[Records from a collection]
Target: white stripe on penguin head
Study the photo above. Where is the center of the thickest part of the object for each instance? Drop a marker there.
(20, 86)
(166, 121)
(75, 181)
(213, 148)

=== Your instructions ===
An exact copy of every entry is what is needed here.

=== Answer for this exercise ===
Target: white stripe on penguin head
Study the photo above. Where is the center of the thickest part of the object for each instance? Drop a marker there.
(20, 86)
(166, 121)
(75, 181)
(213, 148)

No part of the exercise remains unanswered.